== Data section

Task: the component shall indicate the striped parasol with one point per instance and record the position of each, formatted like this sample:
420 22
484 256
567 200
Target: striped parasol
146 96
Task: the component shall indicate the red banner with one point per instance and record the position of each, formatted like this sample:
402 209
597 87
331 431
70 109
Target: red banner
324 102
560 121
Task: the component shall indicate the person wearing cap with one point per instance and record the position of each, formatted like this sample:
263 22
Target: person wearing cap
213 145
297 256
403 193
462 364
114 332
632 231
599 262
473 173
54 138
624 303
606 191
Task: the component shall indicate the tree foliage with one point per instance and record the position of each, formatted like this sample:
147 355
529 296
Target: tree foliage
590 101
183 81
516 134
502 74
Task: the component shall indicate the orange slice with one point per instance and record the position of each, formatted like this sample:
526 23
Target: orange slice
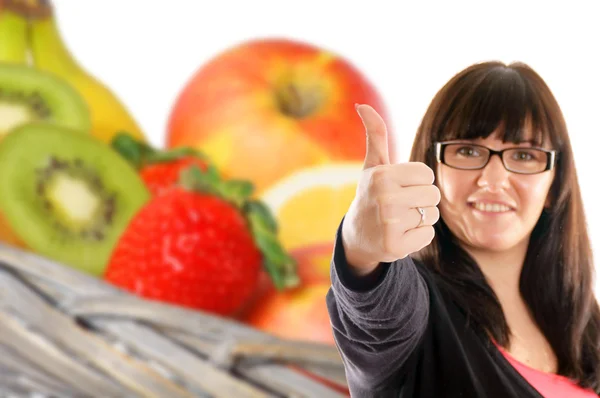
310 203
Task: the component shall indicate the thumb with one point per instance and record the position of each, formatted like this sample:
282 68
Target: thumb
377 140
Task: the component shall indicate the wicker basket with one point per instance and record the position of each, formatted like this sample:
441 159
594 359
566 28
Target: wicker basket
66 334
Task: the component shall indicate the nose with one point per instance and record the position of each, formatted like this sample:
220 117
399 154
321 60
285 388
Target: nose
494 175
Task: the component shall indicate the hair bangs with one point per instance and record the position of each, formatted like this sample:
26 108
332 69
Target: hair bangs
498 99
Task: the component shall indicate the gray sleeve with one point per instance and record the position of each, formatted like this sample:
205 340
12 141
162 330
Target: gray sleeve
377 322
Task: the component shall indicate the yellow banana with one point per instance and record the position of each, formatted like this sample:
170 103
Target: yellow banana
13 34
49 52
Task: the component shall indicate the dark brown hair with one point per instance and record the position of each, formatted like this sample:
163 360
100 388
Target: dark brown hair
557 277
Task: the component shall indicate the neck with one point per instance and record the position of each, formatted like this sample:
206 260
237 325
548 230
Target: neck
502 269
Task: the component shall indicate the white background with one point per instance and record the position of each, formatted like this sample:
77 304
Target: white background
147 50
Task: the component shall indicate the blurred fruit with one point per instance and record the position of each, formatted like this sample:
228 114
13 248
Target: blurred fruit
314 262
159 169
65 195
268 107
297 314
50 53
310 203
201 245
13 33
27 95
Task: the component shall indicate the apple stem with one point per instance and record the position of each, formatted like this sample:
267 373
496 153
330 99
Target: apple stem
293 103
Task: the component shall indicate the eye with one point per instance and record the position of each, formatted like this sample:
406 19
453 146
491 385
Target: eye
524 155
467 151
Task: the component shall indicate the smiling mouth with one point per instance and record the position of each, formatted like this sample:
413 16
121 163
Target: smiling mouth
491 207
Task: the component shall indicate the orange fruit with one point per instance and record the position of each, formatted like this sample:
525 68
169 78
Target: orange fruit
310 203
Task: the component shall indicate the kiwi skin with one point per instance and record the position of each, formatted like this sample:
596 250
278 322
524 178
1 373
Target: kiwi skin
37 158
40 96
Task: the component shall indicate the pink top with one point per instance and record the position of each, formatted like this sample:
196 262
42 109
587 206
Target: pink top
548 384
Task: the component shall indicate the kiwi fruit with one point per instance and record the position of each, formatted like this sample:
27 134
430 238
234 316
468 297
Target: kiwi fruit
66 195
28 94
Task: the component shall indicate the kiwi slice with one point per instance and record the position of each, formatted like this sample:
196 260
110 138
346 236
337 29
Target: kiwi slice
66 195
28 94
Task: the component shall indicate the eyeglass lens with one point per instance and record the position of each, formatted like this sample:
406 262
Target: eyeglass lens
521 160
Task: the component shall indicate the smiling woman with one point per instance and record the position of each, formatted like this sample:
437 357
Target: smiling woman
488 292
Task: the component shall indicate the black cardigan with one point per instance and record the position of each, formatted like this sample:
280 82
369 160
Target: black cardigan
401 337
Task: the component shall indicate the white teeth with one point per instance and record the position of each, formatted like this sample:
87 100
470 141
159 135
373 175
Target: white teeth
494 208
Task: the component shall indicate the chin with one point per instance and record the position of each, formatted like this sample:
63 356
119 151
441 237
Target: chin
495 243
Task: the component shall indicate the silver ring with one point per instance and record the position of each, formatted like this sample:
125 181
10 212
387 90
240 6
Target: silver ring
422 213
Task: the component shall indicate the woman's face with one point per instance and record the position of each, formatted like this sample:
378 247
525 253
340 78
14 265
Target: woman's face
467 194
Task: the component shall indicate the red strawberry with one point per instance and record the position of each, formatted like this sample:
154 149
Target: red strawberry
158 169
201 245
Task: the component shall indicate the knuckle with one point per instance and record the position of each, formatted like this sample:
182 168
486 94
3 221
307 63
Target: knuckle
436 214
426 172
437 194
378 177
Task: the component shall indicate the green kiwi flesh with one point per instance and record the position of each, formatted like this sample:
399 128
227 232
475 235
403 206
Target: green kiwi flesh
66 195
28 94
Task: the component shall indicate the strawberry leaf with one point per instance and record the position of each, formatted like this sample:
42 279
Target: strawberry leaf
132 150
140 154
280 266
263 212
236 191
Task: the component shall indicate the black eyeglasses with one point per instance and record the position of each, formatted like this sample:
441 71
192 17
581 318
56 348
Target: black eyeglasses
467 156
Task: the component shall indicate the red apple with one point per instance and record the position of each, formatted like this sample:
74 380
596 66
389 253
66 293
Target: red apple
267 107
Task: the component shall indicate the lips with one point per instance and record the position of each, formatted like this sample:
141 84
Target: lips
491 207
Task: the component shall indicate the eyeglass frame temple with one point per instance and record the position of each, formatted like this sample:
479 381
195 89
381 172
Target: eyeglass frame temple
550 163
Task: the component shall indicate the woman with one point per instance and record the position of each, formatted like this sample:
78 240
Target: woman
468 271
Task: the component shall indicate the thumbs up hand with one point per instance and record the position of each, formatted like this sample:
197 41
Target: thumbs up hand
384 222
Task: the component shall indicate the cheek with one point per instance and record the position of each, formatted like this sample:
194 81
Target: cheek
454 186
533 191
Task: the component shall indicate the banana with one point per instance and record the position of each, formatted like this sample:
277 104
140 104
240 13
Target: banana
49 53
13 34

====

Any images must be left out; transcribe the rest of the material exactly.

Problem solution:
Task: the component shall indicate the striped parasol with one point per instance and record the position of each, formatted like this sample:
420 22
484 256
567 200
Target: striped parasol
146 96
Task: the component shall indicate the red banner with one point per instance and record the position of each, formatted like this sample:
402 209
597 87
331 431
70 109
Target: red banner
324 102
560 121
Task: the component shall indicate the person wearing cap with one point per instance and record the position of each, formatted like this sample:
263 22
Target: person wearing cap
213 145
297 256
403 193
462 364
114 332
632 231
599 262
473 173
54 138
624 303
606 191
Task: the component shall indicate the tree foliage with one point per instance and record the position of each, formatted like this sample:
147 355
529 296
Target: tree foliage
590 101
183 81
516 134
502 74
Task: the component shall indicate the orange slice with one point per instance and record the position of each, formatted like this sample:
526 23
Target: orange slice
310 203
Task: the component shall indicate the thumb with one point per instance and record the position of each, formatted like this sample:
282 68
Target: thumb
377 140
Task: the component shall indicate the wicker basket with one point per instance and record the position of each, formatted like this sample:
441 159
594 359
566 28
Target: wicker basket
66 334
Task: the component shall indicate the nose with one point per instance and record the position of each, formatted like this sample:
220 117
399 154
321 60
285 388
Target: nose
494 175
Task: the component shall indicate the hair bangs with one point per instance and record the position of each, formatted like this sample:
26 108
332 69
Target: hair bangs
498 99
Task: the component shall indicate the gray sleeve with one point per instance and record the position of each, formatted like this sample:
205 340
12 141
162 330
Target: gray sleeve
377 322
Task: the component shall indicate the yellow banana with one point per instance and record the position of each, formatted like this sample:
170 103
Target: yellow banana
13 34
49 52
Task: the component shall indicate the dark brown hair with one point per instance and record the position of each, formatted like this sample:
163 360
100 388
Target: dark brown hair
557 277
Task: the component shall indicate the neck with one point per instance and record the position of each, formatted like this sample:
206 260
237 325
548 230
Target: neck
502 269
Task: the component shall indicate the white background with one point per instance and record the position of each, formatted like this sample:
77 304
Target: white background
147 50
Task: the component shall indicate the blurred fruit with one point per instance and record the position of each, formatted like this sample:
228 114
13 248
Target: blurred fruit
314 262
159 169
65 195
268 107
297 314
50 53
310 203
201 245
13 33
27 95
Task: the component shall indicate the apple stem with one point per instance and record the position of each, formatted like this sample:
267 373
496 153
330 99
Target: apple stem
293 103
Task: the component shall indicate the eye with one point per instance and record the position of each, formatted like this sample:
406 19
453 146
491 385
Target: eye
524 155
467 151
Task: the component shall indicate the smiling mouth with one point per instance and record the position of each, formatted like this sample:
413 16
121 163
Target: smiling mouth
491 207
Task: the component shall indicate the orange fruit with one point per instance and record the position of each, formatted like this sample:
525 68
169 78
Target: orange fruit
310 203
Task: the component shall indicate the kiwi skin with one point per instance and record the position of each, formatted like this sample:
596 250
278 322
524 178
1 373
Target: kiwi skin
37 158
40 96
Task: the component shall indicate the pink top with one point per instance and record the position of each, formatted like this sample:
196 262
42 109
587 206
Target: pink top
548 384
Task: the component shall indicate the kiwi fruit with one point per instance and record the position of each, formatted like this sample:
27 134
430 238
234 316
468 297
Target: kiwi fruit
66 195
28 94
Task: the component shall indicate the kiwi slice with one point per instance and record the position of each, formatted like this sample:
196 260
110 138
346 236
337 29
Target: kiwi slice
66 195
28 94
Task: the component shall indicate the eyeglass lens with one point per instance and record the position of each, formatted like this sample:
406 262
Target: eyeglass lens
521 160
Task: the component shall indicate the smiling woman with one point per instance and record the position of each, formatted like this sample:
437 357
Target: smiling woman
488 292
Task: the component shall indicate the black cardigan with one point per instance and record the position of each, formatted like this sample:
280 82
369 160
Target: black cardigan
401 337
Task: the component shall indicate the white teeth with one point per instance and record the position of each, formatted like this sample:
87 100
470 141
159 135
373 175
Target: white teeth
494 208
Task: the component shall indicate the chin with one point per instance and record the position of each, formatted like this sample:
63 356
119 151
441 237
Target: chin
495 243
Task: the component shall indicate the silver ring with one point per instance and record the position of each, formatted like this sample:
125 181
10 212
387 90
240 6
Target: silver ring
422 213
Task: the component shall indicate the woman's face with one point per instance and record the position of each, formatted like this sample:
378 247
525 253
340 78
14 265
Target: woman's face
467 194
Task: the component shall indicate the red strawberry with one point per instance and record the position of each, formatted like this sample:
154 149
Target: red strawberry
158 169
201 245
Task: the component shall indicate the knuckle with one point per instance and record the position of each, formatted like this sample:
182 168
486 94
3 221
307 63
Target: knuckle
436 214
426 172
437 194
378 177
Task: the component shall indicate the green kiwi flesh with one point per instance and record the position of each, formatted like this sample:
399 128
227 232
475 235
403 206
Target: green kiwi flesh
66 195
28 94
Task: the component shall indicate the strawberry leaf with one point per instance and record the position of each, formatted like this sample:
42 279
Target: strawberry leaf
132 150
140 154
280 266
263 212
236 191
Task: the component shall indicate the black eyeglasses with one point per instance and record the position of each, formatted like this sample:
441 71
192 17
581 318
56 348
Target: black eyeglasses
467 156
Task: the component shall indicate the red apple with one point per instance and record the position of each, formatted like this sample:
74 380
596 66
389 253
66 293
Target: red apple
267 107
Task: the component shall indicate the lips with one point per instance and record the position of each, formatted like this sample:
141 84
Target: lips
491 207
Task: the component shall indicate the eyeglass frame temple with one point per instance and record the position of each, formatted like this sample:
479 381
195 89
381 172
Target: eyeglass frame temple
550 163
Task: the component shall indicate the woman with one point per instance and record the position of each, formatted like this sample:
78 240
Target: woman
468 271
Task: the component shall indicate the thumbs up hand with one point per instance and record the position of each, formatted like this sample:
197 41
Target: thumbs up hand
384 222
Task: the component shall indicate the cheek with one point per instance and record the position of each, formatted like this sample:
194 81
Target: cheek
454 186
533 191
Task: the component shall indicate the banana with one point per instance and record the position of each, formatted like this sample:
277 104
140 104
240 13
Target: banana
49 53
13 34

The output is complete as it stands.